## WHAT NEEDS TO BE DONE
Please write the next part of the text about the Homenetmen Aleppo sports club, picking up after its final sentence.

## QUOTED PASSAGE
※
Homenetmen Aleppo active sections
| Football | Men's Basketball | Women's Basketball |
Homenetmen Aleppo Club (نادي هومنتمن حلب الرياضي; Հ.Մ.Ը.Մ.), formerly known as Al-Yarmouk Sports Club (نادي اليرموك الرياضي; Ալ-Յարմուկ) is a Syrian sports club based in Aleppo, best known for their football. Founded in 1925, Al-Yarmouk is the 2nd oldest sports organization in Syria. The club have won the Syrian regions football championship for several times before the establishment of the official Syrian football league in 1966. They were the winners of the Syrian Cup in 1963–1964, being the only official achievement in the club's history. Between 1925 and 1946, Al-Yarmouk was known as Homenetmen Aleppo. In 1946, the name was changed to Al-Nadi As-Souri (Arabic: the Syrian Club) until 1971 when it was renamed Al-Yarmouk. The club plays their home games at the 7 April Municipal Stadium.

Homenetmen Aleppo Club are also known for their basketball teams (men and women). As of 2012, 9 types of sports are being practiced by the club.
※
(Extracted data entries)
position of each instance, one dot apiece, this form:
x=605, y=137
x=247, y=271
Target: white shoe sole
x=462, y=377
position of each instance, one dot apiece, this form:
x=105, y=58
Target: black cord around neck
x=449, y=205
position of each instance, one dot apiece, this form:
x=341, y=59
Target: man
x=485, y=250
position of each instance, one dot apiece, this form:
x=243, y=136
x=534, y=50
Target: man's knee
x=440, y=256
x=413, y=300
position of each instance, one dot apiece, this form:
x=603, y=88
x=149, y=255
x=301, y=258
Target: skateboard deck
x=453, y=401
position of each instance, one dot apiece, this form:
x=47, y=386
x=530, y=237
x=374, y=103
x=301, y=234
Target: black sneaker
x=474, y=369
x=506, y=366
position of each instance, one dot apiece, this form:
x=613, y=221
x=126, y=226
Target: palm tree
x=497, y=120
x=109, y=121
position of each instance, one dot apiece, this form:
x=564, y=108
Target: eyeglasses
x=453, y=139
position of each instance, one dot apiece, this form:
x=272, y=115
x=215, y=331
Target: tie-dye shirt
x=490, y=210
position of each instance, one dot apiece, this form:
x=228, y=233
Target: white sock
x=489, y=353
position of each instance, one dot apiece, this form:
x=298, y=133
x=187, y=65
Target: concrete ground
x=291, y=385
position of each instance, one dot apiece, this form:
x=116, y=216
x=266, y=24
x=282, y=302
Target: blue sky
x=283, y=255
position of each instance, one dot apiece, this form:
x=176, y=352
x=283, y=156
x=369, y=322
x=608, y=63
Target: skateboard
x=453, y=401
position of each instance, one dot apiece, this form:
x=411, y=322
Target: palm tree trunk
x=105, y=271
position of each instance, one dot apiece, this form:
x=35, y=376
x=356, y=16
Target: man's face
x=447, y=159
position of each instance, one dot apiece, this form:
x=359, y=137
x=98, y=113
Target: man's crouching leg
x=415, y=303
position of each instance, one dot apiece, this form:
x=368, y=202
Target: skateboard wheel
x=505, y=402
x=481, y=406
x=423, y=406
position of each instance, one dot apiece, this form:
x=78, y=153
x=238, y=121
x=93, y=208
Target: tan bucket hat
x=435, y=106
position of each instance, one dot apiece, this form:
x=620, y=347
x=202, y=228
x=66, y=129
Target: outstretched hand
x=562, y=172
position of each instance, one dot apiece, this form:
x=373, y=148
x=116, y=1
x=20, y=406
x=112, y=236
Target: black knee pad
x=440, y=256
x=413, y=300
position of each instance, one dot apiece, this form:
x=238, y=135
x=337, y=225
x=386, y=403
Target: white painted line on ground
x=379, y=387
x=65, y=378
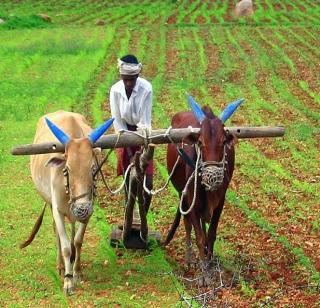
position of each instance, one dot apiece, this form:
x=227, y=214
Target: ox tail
x=173, y=228
x=35, y=229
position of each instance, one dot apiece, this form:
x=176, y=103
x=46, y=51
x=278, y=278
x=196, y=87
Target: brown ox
x=213, y=175
x=66, y=181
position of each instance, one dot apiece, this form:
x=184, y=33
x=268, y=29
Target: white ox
x=66, y=181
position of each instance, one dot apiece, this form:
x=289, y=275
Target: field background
x=270, y=228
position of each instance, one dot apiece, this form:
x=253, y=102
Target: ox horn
x=100, y=130
x=196, y=109
x=61, y=136
x=230, y=109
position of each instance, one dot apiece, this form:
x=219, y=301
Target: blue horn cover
x=196, y=109
x=100, y=130
x=230, y=109
x=61, y=136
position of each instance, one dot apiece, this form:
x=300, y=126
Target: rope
※
## RESPONSE TO THE EXERCISE
==History==
With the arrival of the Armenian refugees and survivors of the Armenian genocide, Aleppo became an active cultural and educational centre for the Armenian community of Syria. Armenians have founded many cultural, scouting and sport organizations in the city. The young generation was mainly interested in football and athletics. The Armenian organizations formed their own football teams to compete with each other within the community.

In 1925, by the efforts of Levon Apkarian, Garabed Hovagimian, Vahan Tamzarian and many others, 6 of the created Armenian football teams; Aghpyur, Ararat, Ardziv, Gaidzag, Nubarian and Dalvorig were unified to form the Homenetmen Aleppo sporting club and football team as a branch of the Homenetmen Armenian worldwide sport and scouting organization.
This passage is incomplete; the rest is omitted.